Stored items>
########
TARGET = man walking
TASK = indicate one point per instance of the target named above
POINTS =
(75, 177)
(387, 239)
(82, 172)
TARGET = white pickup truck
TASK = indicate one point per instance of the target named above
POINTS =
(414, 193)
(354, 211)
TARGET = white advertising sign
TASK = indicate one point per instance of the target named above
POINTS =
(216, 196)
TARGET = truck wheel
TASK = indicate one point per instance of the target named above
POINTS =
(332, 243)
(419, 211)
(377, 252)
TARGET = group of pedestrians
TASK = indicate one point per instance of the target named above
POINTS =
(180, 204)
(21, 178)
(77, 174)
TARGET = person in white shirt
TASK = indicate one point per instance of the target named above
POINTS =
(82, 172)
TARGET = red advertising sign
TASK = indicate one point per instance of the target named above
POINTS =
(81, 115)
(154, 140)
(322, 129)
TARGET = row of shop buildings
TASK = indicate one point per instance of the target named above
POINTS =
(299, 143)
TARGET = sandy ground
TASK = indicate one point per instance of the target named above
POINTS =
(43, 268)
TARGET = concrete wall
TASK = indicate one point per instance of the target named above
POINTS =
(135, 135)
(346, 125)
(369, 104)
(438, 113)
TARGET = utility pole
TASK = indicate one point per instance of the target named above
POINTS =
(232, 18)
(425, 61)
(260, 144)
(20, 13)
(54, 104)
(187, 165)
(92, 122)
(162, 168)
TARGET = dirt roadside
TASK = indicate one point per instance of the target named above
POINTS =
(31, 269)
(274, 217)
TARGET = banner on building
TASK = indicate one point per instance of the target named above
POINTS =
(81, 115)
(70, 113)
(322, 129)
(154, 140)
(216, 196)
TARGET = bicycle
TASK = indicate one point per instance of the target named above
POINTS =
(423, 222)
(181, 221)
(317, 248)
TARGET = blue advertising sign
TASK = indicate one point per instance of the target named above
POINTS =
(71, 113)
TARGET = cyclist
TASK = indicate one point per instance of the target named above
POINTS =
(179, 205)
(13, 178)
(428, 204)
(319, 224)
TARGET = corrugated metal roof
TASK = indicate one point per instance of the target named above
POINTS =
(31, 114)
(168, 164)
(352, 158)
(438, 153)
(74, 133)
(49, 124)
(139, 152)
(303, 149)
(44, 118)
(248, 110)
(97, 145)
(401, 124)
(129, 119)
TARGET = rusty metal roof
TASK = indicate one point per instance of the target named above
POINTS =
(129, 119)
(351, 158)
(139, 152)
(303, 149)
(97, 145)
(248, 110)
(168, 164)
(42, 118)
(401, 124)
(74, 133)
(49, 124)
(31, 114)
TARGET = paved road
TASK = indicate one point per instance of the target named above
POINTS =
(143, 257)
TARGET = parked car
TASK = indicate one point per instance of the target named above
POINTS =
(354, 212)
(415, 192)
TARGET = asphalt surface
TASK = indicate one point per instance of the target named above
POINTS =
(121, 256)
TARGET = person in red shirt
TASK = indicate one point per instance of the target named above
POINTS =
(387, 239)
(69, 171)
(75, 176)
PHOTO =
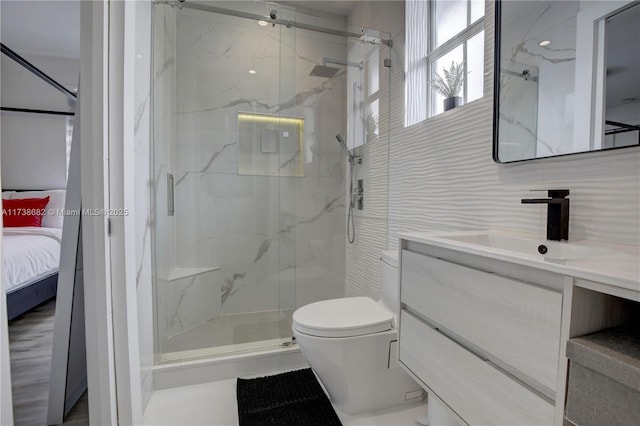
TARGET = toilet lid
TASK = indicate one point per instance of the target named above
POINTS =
(347, 317)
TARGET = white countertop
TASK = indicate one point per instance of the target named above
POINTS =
(613, 263)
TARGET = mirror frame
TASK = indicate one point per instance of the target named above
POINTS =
(496, 91)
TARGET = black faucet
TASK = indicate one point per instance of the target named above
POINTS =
(557, 213)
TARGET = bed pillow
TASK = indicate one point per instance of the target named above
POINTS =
(23, 212)
(54, 216)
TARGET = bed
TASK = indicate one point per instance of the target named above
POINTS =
(31, 255)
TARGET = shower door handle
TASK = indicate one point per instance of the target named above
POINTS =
(170, 199)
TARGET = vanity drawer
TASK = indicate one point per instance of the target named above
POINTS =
(477, 391)
(516, 324)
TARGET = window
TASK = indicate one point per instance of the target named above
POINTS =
(454, 34)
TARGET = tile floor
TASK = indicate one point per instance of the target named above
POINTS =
(227, 330)
(215, 404)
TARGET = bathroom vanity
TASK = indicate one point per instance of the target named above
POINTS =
(485, 317)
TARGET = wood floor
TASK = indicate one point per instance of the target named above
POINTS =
(30, 343)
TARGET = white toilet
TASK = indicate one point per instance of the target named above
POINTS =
(352, 346)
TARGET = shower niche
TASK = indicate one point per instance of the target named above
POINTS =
(259, 191)
(270, 145)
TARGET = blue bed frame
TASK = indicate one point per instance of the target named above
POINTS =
(26, 298)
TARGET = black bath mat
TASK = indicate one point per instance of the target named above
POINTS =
(288, 399)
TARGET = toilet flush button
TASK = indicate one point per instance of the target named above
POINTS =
(393, 355)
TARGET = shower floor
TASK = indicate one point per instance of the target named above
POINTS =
(234, 329)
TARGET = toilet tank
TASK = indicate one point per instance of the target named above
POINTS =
(390, 285)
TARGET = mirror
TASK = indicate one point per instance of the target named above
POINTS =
(567, 78)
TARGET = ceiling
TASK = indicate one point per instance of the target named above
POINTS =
(335, 7)
(50, 28)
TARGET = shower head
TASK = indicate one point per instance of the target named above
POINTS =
(323, 71)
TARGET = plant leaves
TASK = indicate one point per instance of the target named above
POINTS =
(451, 84)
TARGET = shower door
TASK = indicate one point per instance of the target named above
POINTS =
(249, 184)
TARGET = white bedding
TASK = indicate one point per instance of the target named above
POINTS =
(28, 255)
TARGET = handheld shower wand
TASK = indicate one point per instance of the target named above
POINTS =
(351, 226)
(344, 146)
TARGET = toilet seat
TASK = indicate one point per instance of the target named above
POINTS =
(347, 317)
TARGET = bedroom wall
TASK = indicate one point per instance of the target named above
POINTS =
(34, 145)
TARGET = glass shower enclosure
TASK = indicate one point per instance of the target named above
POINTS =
(249, 182)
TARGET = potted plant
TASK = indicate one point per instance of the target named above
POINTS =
(450, 85)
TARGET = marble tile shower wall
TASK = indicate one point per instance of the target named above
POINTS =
(279, 241)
########
Short task> Make an exact copy of every record, pictures excluded.

Solution below>
TARGET = man walking
TASK = indicate one point per instance of the target named above
POINTS =
(75, 177)
(387, 239)
(82, 172)
TARGET = white pickup truck
TASK = indicate one point per instance of the target named above
POINTS =
(414, 193)
(354, 211)
TARGET = white advertising sign
TASK = indicate one point per instance of the target named above
POINTS =
(216, 196)
TARGET = truck wheel
TASK = indicate one point per instance of the target named above
POINTS =
(332, 243)
(419, 211)
(377, 252)
TARGET = group of pedestrians
TASK = indicate one point per instance of the target named above
POINTS =
(180, 204)
(21, 178)
(77, 174)
TARGET = person in white shirt
TASK = indicate one point per instance of the target named above
POINTS =
(82, 172)
TARGET = red advertising sign
TASK = indicate one point per instance of the target named above
POINTS =
(81, 115)
(154, 140)
(322, 129)
TARGET = row of shop buildings
TASK = indicate one point per instance of the target named above
POINTS =
(299, 143)
TARGET = sandy ground
TASK = indicate one point per instance of the target named above
POINTS =
(43, 268)
TARGET = concrete wall
TASK = indicate one point per instance of the target named above
POINTS =
(135, 135)
(346, 125)
(369, 104)
(438, 113)
TARGET = utility pole
TASK = indicate one point per instance of the target named above
POINTS =
(232, 18)
(425, 61)
(260, 144)
(20, 13)
(54, 104)
(187, 165)
(92, 122)
(162, 168)
TARGET = dirt roadside
TASK = indicate one point per instance of the target named above
POINTS =
(31, 269)
(274, 217)
TARGET = banner on building
TASK = indicate one point per instance of the target named above
POINTS =
(81, 115)
(70, 113)
(322, 129)
(154, 140)
(216, 196)
TARGET = bicycle
TASK = indicate one point per instance of the target named above
POINTS =
(423, 222)
(181, 221)
(317, 248)
TARGET = blue advertising sign
TASK = indicate one point per instance of the target named above
POINTS =
(71, 113)
TARGET = cyclist
TASK = indicate one point per instance of the target named above
POINTS =
(179, 205)
(13, 178)
(428, 204)
(319, 224)
TARGET = corrugated metal roof
TASK = indicate one point per instance of the target named above
POINTS =
(31, 114)
(168, 164)
(352, 158)
(438, 153)
(74, 133)
(49, 124)
(139, 152)
(303, 149)
(44, 118)
(248, 110)
(97, 145)
(401, 124)
(129, 119)
TARGET = rusty metal roof
TASK = indicate one point per instance of the target named above
POINTS =
(129, 119)
(351, 158)
(139, 152)
(303, 149)
(97, 145)
(248, 110)
(168, 164)
(42, 118)
(401, 124)
(74, 133)
(49, 124)
(31, 114)
TARGET = paved road
TASK = indicate one point per instance of the target named above
POINTS =
(143, 257)
TARGET = parked car
TASK = indicate one point per instance of the target named above
POINTS =
(354, 212)
(415, 192)
TARGET = asphalt surface
TASK = indicate one point per instance of the target named above
POINTS =
(121, 256)
TARGET = person in red shirt
TASK = indicate one point per instance of the target named above
POINTS =
(387, 239)
(69, 171)
(75, 176)
PHOTO =
TARGET = toilet lid
TASK = indicate one point per instance of the target named above
POINTS =
(347, 317)
TARGET = white countertop
TASK = indicate one point per instance of the target named above
POINTS =
(613, 263)
TARGET = mirror frame
TASK = indicate one point per instance of the target named above
POINTS =
(496, 91)
TARGET = black faucet
TASK = indicate one point per instance of the target named above
POINTS =
(557, 213)
TARGET = bed pillow
TASK = indicate one point per instance of the target named above
POINTS =
(23, 212)
(54, 216)
TARGET = bed
TASK = indicate one point per instance of the target named above
POINTS =
(31, 255)
TARGET = shower door handle
TASK = indicate one point per instance of the target named above
POINTS =
(170, 199)
TARGET = vanity drawer
TASK = indicate one point per instance of the target named above
POINTS =
(477, 391)
(516, 324)
TARGET = window
TASK = indicate one point per instance of the target named above
POINTS =
(454, 34)
TARGET = tile floor
TASK = indicate one point per instance of the target named above
POINTS =
(227, 330)
(215, 404)
TARGET = bathroom vanity
TASK = indicate one point per instance of the target named above
POINTS =
(485, 317)
TARGET = wood floor
TASK = indicate one point per instance of the target named above
POINTS =
(30, 343)
TARGET = white toilet
TASK = indicate one point per instance of the target named above
POINTS =
(352, 346)
TARGET = shower niche
TASK = indicate one point per instance of the target named above
POINTS =
(259, 191)
(270, 145)
TARGET = blue bed frame
TASK = indicate one point per instance of the target named above
POINTS =
(26, 298)
TARGET = black bath mat
TASK = indicate one point per instance of the target named above
POINTS =
(288, 399)
TARGET = toilet flush button
TASK = indicate one point per instance of the target named above
POINTS =
(393, 355)
TARGET = shower floor
TASK = indicate one point per instance of the target named above
POINTS =
(234, 329)
TARGET = toilet tank
TASK = indicate one point per instance of the target named above
POINTS =
(390, 285)
TARGET = mirror
TASK = indicate one point per instance of the target named above
POINTS =
(567, 78)
TARGET = ceiling
TASK = indicate one point per instance of the target named above
POINTS =
(335, 7)
(50, 28)
TARGET = shower head
TASK = indicate one point per instance of the target named above
POINTS =
(323, 71)
TARGET = plant leaves
TASK = indicate one point per instance of the target named above
POINTS =
(451, 84)
TARGET = shower door
TASK = indicate one point per instance of the target named above
POINTS =
(249, 184)
TARGET = white bedding
TASK = indicate one point per instance of the target named above
POINTS =
(28, 255)
TARGET = handheld shower wand
TASK = indicate one point per instance of the target named above
POINTS =
(351, 226)
(344, 146)
TARGET = toilet seat
TASK = indicate one point per instance of the target named above
POINTS =
(347, 317)
TARGET = bedroom wall
TASK = indicate one point per instance of the target named above
POINTS =
(34, 145)
TARGET = glass shower enclosure
TASK = indicate one point per instance of the target named above
POINTS =
(249, 182)
TARGET = potted plant
TASK = indicate one point per instance of the target named above
POINTS =
(450, 85)
TARGET = marble tile shower wall
TASK = indicate one point per instance of the target named above
POINTS =
(279, 241)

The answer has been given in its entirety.